### Lines of data
begin
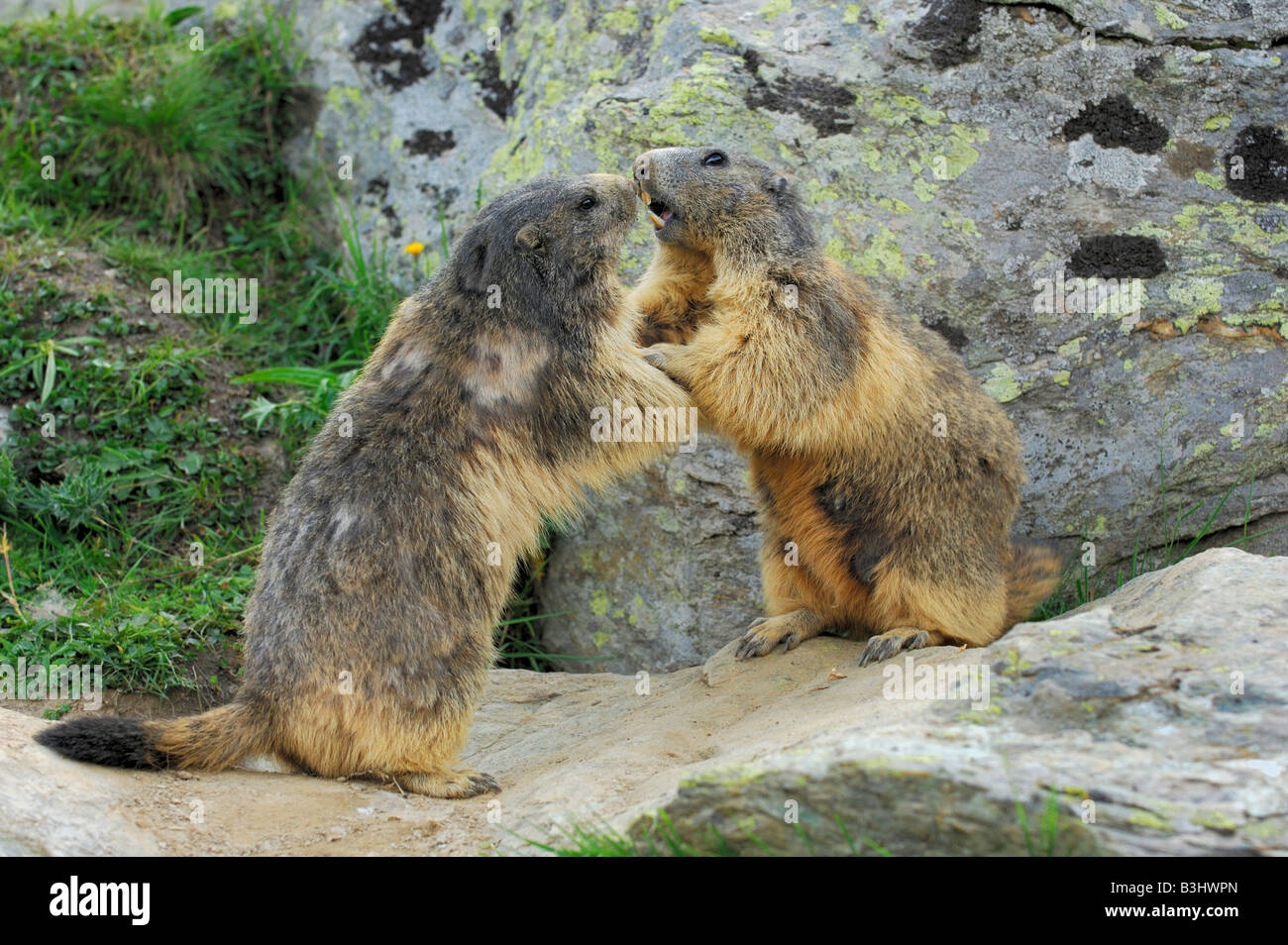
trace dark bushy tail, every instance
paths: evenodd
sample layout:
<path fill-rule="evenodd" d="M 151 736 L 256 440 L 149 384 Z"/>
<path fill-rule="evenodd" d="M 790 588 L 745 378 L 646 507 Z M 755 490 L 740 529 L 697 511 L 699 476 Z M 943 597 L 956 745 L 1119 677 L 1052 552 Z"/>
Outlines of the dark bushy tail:
<path fill-rule="evenodd" d="M 36 735 L 73 761 L 111 767 L 196 767 L 219 771 L 264 751 L 260 711 L 231 702 L 200 716 L 144 722 L 84 715 Z"/>
<path fill-rule="evenodd" d="M 1060 586 L 1064 561 L 1055 546 L 1028 538 L 1011 542 L 1006 565 L 1006 626 L 1028 619 L 1033 609 Z"/>

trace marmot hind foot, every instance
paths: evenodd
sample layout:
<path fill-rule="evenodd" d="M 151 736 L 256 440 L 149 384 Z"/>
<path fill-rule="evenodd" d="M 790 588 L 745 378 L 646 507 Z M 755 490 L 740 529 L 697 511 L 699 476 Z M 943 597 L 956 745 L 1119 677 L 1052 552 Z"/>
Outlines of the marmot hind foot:
<path fill-rule="evenodd" d="M 920 650 L 926 646 L 942 646 L 948 642 L 947 637 L 938 630 L 921 630 L 920 627 L 895 627 L 885 633 L 868 640 L 868 645 L 859 657 L 859 666 L 880 663 L 903 650 Z"/>

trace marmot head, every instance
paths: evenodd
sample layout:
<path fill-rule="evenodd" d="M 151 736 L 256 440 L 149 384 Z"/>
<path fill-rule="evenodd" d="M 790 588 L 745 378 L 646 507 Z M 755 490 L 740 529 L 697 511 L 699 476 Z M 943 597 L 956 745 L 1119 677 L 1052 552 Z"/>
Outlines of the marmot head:
<path fill-rule="evenodd" d="M 466 295 L 529 310 L 567 305 L 605 281 L 635 220 L 630 182 L 613 174 L 538 178 L 497 197 L 457 242 L 448 269 Z"/>
<path fill-rule="evenodd" d="M 635 189 L 657 238 L 715 254 L 808 251 L 814 233 L 792 182 L 764 161 L 717 147 L 658 148 L 635 158 Z"/>

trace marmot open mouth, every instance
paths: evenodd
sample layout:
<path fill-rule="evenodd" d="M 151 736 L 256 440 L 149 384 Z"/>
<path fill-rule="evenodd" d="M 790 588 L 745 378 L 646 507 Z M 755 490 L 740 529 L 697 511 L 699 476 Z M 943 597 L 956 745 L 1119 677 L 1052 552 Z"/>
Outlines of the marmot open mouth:
<path fill-rule="evenodd" d="M 659 200 L 650 201 L 648 205 L 648 219 L 652 220 L 657 229 L 662 229 L 675 214 L 671 207 Z"/>

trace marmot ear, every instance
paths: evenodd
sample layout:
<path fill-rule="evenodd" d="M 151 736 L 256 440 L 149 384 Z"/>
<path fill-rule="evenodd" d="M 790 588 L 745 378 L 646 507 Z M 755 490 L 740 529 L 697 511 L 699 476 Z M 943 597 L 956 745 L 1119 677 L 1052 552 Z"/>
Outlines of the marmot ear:
<path fill-rule="evenodd" d="M 545 247 L 545 243 L 541 239 L 541 230 L 535 223 L 524 224 L 524 227 L 515 233 L 514 245 L 526 252 L 541 252 Z"/>

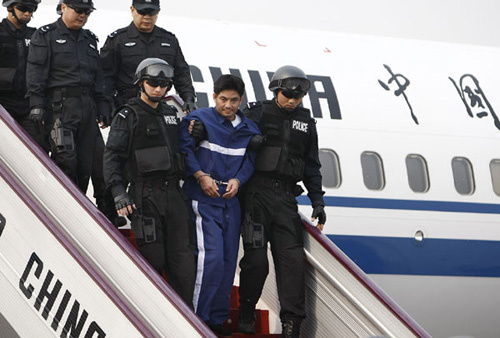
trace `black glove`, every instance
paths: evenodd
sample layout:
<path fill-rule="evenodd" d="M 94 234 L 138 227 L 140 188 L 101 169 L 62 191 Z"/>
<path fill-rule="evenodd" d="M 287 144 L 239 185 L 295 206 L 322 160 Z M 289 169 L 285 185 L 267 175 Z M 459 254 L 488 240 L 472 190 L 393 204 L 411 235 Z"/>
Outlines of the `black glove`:
<path fill-rule="evenodd" d="M 45 121 L 47 111 L 45 108 L 33 108 L 28 115 L 28 118 L 36 124 L 42 124 Z"/>
<path fill-rule="evenodd" d="M 207 139 L 207 129 L 203 122 L 199 120 L 194 120 L 193 131 L 191 132 L 191 136 L 194 137 L 196 143 L 199 143 L 201 140 Z"/>
<path fill-rule="evenodd" d="M 325 224 L 326 223 L 325 207 L 323 205 L 315 206 L 311 217 L 317 218 L 319 224 Z"/>
<path fill-rule="evenodd" d="M 97 122 L 102 122 L 102 124 L 104 124 L 106 127 L 109 127 L 109 124 L 111 123 L 111 112 L 100 112 L 99 114 L 97 114 Z"/>
<path fill-rule="evenodd" d="M 196 105 L 196 102 L 194 102 L 194 97 L 188 97 L 186 99 L 186 101 L 184 101 L 184 105 L 182 106 L 182 110 L 190 113 L 196 109 L 198 109 L 198 106 Z"/>
<path fill-rule="evenodd" d="M 125 208 L 127 205 L 133 205 L 134 202 L 132 199 L 128 196 L 127 193 L 123 193 L 121 195 L 118 195 L 114 198 L 115 201 L 115 209 L 120 210 Z"/>
<path fill-rule="evenodd" d="M 260 147 L 262 147 L 262 144 L 266 140 L 266 137 L 264 135 L 254 135 L 250 139 L 250 142 L 248 143 L 248 149 L 251 150 L 259 150 Z"/>

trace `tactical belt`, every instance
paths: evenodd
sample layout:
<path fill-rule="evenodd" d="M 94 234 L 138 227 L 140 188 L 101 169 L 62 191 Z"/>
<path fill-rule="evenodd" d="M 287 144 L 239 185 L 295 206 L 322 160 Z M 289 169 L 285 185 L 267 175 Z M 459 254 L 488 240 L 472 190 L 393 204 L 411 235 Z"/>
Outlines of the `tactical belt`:
<path fill-rule="evenodd" d="M 50 88 L 48 91 L 51 97 L 80 97 L 80 96 L 90 96 L 92 94 L 92 88 L 90 87 L 56 87 Z"/>
<path fill-rule="evenodd" d="M 277 190 L 287 191 L 294 193 L 296 183 L 292 181 L 282 180 L 270 176 L 254 175 L 252 181 L 261 187 L 272 187 Z"/>

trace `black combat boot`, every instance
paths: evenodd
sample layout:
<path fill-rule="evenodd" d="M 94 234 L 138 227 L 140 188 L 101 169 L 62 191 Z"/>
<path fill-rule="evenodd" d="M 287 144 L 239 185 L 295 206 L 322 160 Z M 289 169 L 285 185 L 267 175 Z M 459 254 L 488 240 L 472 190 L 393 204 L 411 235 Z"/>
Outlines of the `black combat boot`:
end
### Exercise description
Reproduce verbatim the portion of the listing above that begins with the line containing "trace marmot open mouth, every instance" and ends with the line containing "659 200 L 650", including both of those lines.

### Answer for the task
trace marmot open mouth, every instance
paths: evenodd
sample layout:
<path fill-rule="evenodd" d="M 151 736 L 256 440 L 149 384 Z"/>
<path fill-rule="evenodd" d="M 790 588 L 745 378 L 646 507 Z M 755 490 L 740 529 L 697 511 L 699 476 Z M 943 597 L 956 745 L 1119 677 L 1052 552 Z"/>
Outlines of the marmot open mouth:
<path fill-rule="evenodd" d="M 659 200 L 650 201 L 648 205 L 648 219 L 652 220 L 657 229 L 662 229 L 675 214 L 671 207 Z"/>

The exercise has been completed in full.